[Location identification entries]
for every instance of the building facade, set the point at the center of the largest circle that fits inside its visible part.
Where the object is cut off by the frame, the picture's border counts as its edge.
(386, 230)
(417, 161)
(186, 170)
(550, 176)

#### Given instruction
Turn every line of the rows above into a Markdown table with two columns, No. and Line, giving each line its own number and skipping any blank lines.

#### Solution below
| No. | Line |
|---|---|
| 1 | for every instance of the building facade, set the point at the center of the largest circle that fits inside its visible part. |
| 2 | Where the object is cut off by the frame, the picture's border counts as its edge. |
| 3 | (386, 230) |
| 4 | (417, 161) |
| 5 | (186, 170) |
| 6 | (550, 176) |